> **What the task requires**
Reproduce the lines below verbatim. Pictures are to be omitted.

[Task inputs Boundary: Start]

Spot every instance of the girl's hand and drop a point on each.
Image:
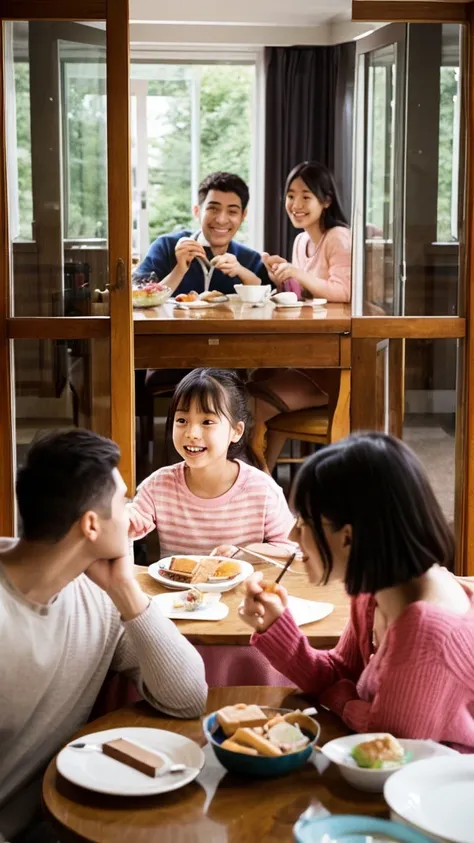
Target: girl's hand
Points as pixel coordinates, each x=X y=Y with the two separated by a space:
x=284 y=271
x=262 y=608
x=139 y=525
x=227 y=550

[Task inputs Boundary: End]

> **Exercise result**
Spot every instance of the girl's hand and drop a point on each.
Image:
Target: girl's hand
Points as pixel coordinates, each x=X y=Y with the two separated by a space:
x=284 y=271
x=262 y=608
x=139 y=525
x=227 y=550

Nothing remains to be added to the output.